Written task a: Please pick out every line of the listing that contains the string "background" and copy those lines out. Case counts.

Text section:

begin

Despite some missteps, this will appeal to readers who enjoy a fresh and realistic teen voice.

A teenage, not-so-lonely loner endures the wilds of high school in Austin, Texas.

Norris Kaplan, the protagonist of Philippe’s debut novel, is a hypersweaty, uber-snarky black, Haitian, French-Canadian pushing to survive life in his new school. His professor mom’s new tenure-track job transplants Norris mid–school year, and his biting wit and sarcasm are exposed through his cataloging of his new world in a field guide–style burn book. He’s greeted in his new life by an assortment of acquaintances, Liam, who is white and struggling with depression; Maddie, a self-sacrificing white cheerleader with a heart of gold; and Aarti, his Indian-American love interest who offers connection. Norris’ ego, fueled by his insecurities, often gets in the way of meaningful character development. The scenes showcasing his emotional growth are too brief and, despite foreshadowing, the climax falls flat because he still gets incredible personal access to people he’s hurt. A scene where Norris is confronted by his mother for getting drunk and belligerent with a white cop is diluted by his refusal or inability to grasp the severity of the situation and the resultant minor consequences. The humor is spot-on, as is the representation of the black diaspora; the opportunity for broader conversations about other topics is there, however, the uneven buildup of detailed, meaningful exchanges and the glibness of Norris’ voice detract.

end

Supplied records:

begin

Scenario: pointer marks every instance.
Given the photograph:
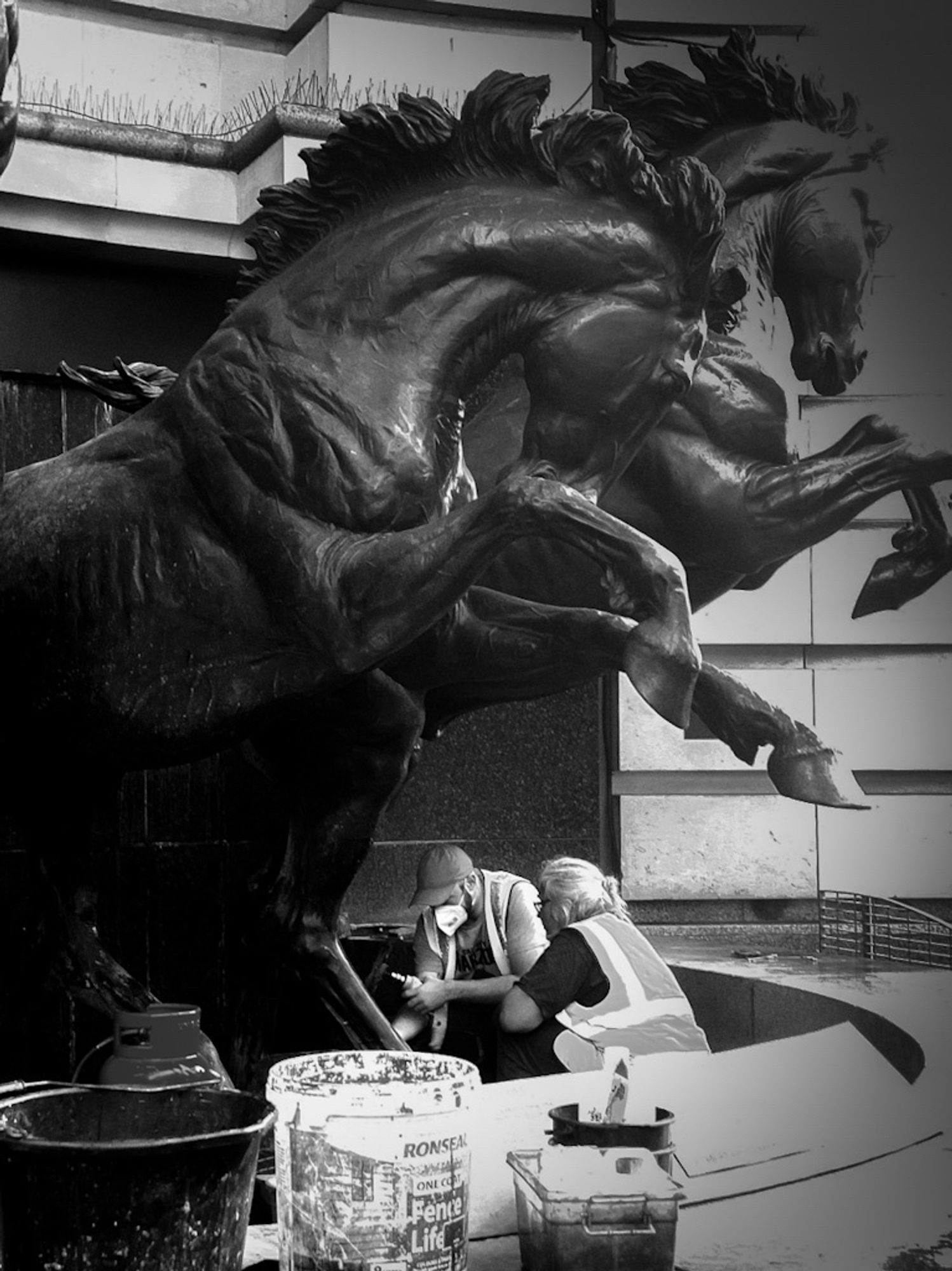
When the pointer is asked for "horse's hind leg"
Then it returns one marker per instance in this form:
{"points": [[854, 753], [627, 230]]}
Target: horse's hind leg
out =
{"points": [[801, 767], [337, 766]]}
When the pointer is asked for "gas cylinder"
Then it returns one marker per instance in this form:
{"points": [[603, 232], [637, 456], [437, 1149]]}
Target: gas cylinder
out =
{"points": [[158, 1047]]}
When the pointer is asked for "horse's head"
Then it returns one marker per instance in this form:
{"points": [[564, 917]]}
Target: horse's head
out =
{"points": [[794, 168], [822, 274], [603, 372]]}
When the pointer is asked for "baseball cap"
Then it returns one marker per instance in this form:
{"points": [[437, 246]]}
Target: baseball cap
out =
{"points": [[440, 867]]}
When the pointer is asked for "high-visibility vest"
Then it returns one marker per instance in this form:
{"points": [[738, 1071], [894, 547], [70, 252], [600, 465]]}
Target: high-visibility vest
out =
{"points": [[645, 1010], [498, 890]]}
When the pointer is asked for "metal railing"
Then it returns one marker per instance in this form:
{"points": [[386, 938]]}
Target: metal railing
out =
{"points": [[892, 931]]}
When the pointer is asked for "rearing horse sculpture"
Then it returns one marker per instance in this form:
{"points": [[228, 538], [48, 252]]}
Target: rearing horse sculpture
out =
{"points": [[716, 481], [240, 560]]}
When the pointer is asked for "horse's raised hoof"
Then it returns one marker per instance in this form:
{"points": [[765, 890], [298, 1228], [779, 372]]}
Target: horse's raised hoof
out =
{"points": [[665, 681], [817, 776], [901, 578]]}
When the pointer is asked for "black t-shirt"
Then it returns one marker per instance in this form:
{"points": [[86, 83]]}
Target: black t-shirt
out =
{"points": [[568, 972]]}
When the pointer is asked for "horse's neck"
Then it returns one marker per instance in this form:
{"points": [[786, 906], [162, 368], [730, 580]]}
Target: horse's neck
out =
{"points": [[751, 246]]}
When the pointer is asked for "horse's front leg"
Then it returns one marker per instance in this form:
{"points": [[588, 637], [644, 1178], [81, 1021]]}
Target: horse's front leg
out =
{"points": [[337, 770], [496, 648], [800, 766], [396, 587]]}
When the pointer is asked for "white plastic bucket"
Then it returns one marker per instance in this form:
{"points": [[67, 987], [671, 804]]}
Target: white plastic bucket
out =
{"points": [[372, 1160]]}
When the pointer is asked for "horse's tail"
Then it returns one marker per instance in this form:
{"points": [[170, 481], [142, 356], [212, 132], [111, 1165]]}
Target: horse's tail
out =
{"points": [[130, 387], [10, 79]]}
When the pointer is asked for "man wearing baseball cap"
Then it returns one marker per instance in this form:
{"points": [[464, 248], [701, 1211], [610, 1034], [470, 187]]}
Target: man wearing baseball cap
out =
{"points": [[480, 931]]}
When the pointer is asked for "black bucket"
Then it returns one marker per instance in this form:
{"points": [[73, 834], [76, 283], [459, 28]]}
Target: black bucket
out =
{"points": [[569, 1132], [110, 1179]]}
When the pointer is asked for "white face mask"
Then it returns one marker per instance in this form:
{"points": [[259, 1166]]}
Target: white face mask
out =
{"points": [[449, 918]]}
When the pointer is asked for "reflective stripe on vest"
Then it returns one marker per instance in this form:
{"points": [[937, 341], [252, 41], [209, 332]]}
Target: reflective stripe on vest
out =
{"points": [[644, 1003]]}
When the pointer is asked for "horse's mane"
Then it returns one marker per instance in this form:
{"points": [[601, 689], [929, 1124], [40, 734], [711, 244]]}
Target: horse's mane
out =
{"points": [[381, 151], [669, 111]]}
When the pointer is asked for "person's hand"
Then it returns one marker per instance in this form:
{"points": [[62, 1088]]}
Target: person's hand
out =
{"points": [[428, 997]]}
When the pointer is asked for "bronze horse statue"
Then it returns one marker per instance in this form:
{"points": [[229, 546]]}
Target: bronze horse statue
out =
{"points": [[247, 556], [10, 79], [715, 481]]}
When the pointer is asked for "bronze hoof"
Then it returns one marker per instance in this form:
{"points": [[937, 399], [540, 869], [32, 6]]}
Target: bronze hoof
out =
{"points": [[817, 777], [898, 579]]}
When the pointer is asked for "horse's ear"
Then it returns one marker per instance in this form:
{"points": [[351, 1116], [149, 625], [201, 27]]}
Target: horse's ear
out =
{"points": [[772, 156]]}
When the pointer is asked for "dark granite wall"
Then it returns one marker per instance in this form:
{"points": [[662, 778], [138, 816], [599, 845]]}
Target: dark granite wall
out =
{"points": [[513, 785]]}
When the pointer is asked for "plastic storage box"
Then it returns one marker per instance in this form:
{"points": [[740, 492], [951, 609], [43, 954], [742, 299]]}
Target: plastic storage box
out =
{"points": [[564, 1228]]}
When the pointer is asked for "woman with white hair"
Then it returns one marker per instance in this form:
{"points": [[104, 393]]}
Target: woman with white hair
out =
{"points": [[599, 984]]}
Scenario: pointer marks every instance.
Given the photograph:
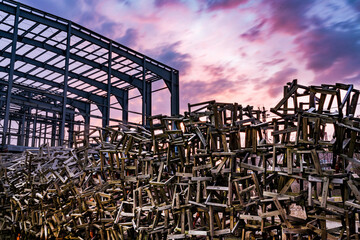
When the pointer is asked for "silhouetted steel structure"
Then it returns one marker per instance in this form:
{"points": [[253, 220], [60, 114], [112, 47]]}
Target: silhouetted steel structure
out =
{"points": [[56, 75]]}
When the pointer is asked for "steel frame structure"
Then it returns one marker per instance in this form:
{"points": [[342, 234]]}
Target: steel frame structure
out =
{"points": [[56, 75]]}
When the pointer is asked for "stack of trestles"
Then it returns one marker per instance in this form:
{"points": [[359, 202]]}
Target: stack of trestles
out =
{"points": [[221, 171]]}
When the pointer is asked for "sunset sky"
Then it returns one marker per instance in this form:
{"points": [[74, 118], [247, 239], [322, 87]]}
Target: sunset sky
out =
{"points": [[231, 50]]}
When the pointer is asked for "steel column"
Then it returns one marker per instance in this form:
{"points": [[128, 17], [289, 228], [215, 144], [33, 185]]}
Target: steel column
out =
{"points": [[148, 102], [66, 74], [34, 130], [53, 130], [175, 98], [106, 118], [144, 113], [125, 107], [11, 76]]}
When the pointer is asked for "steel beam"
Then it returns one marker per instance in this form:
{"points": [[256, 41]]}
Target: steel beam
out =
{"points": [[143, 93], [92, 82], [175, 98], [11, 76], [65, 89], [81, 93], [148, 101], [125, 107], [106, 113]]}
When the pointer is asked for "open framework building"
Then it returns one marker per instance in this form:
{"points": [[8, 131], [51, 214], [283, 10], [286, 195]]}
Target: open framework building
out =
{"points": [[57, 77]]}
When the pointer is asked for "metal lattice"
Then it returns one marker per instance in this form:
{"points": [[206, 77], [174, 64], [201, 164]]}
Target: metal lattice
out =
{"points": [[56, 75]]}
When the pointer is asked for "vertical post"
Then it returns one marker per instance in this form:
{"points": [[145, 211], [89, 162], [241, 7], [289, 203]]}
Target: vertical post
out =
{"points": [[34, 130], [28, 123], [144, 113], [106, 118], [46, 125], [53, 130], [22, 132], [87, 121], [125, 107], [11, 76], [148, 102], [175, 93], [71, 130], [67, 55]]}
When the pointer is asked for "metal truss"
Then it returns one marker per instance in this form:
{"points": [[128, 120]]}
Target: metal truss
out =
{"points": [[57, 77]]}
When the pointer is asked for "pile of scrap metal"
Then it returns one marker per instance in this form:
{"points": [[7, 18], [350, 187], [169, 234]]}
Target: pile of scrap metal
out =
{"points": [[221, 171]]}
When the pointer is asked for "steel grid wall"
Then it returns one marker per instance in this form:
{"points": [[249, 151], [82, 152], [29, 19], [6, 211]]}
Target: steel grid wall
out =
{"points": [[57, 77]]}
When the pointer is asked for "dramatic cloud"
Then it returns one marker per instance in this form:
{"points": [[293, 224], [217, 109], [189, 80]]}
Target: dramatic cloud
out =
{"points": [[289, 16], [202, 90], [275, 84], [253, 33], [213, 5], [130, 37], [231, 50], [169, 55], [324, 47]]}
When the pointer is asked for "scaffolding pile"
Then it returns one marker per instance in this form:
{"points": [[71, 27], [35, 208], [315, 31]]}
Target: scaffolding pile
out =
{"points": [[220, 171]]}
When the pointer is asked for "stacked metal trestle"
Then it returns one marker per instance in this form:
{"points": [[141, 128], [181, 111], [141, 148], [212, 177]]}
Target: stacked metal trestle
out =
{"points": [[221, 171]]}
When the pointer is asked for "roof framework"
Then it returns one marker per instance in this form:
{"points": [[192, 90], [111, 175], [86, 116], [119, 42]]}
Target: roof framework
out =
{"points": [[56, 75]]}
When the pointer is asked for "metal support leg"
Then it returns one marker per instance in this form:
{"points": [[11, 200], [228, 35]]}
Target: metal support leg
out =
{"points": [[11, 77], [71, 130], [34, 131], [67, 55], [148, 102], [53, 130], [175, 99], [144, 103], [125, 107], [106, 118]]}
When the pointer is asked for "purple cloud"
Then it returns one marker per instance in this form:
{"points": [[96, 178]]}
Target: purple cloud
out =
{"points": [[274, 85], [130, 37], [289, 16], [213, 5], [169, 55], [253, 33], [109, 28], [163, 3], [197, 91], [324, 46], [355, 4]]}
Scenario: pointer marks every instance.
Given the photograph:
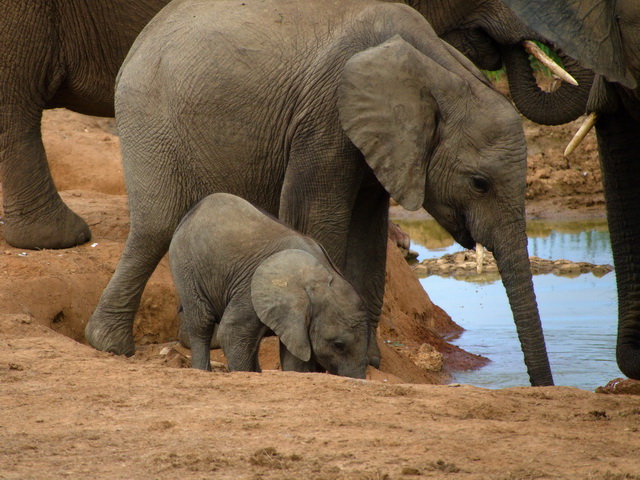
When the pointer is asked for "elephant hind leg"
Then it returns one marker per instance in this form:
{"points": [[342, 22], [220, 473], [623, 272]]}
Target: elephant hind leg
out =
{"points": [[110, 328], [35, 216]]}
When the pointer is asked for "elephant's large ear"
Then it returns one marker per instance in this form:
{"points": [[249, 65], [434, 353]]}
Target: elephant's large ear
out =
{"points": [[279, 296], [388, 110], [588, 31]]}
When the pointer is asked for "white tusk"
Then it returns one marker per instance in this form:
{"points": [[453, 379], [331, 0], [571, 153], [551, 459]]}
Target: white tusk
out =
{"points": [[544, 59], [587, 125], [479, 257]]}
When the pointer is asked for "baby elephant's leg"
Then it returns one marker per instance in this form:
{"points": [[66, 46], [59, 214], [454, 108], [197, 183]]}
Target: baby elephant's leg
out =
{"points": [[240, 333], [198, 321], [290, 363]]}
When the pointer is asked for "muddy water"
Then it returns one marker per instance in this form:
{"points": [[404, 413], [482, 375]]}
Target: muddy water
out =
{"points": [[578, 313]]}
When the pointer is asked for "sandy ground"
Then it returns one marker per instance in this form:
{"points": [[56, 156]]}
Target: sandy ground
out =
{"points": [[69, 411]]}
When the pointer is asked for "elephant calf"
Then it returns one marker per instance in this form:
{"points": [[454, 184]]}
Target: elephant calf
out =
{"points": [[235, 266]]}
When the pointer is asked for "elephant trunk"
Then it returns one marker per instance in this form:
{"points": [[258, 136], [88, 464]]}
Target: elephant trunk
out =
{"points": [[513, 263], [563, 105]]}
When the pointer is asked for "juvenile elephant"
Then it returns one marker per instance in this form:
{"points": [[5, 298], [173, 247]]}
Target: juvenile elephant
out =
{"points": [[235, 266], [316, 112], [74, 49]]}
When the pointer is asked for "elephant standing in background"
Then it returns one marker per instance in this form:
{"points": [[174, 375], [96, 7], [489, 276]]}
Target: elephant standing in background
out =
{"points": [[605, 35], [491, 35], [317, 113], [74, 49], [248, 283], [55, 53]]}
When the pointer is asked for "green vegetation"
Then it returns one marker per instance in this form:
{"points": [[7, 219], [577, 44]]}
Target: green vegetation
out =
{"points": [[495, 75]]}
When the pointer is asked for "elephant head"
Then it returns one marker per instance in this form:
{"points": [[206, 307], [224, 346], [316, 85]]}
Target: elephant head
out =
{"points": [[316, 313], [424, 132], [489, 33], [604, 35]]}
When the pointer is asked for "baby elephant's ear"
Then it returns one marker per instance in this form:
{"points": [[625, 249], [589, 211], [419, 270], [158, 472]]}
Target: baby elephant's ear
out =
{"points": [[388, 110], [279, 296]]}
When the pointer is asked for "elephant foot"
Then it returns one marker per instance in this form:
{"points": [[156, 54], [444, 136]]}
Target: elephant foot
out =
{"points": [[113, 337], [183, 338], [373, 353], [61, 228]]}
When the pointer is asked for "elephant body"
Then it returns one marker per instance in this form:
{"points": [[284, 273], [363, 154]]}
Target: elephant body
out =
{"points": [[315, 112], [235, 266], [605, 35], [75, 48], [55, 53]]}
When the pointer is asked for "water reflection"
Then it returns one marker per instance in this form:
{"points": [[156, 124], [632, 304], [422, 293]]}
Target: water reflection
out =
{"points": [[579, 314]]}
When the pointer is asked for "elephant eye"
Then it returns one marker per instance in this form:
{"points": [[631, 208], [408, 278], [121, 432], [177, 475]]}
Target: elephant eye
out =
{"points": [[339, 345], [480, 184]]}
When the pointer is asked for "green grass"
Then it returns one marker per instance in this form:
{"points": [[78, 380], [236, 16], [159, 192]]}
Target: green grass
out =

end

Written task b: In the book review, what city and state is Norris Kaplan's new high school in?

Final result a:
When the pointer is asked for "elephant standing in background"
Target: elephant standing in background

Final result b: Austin, Texas.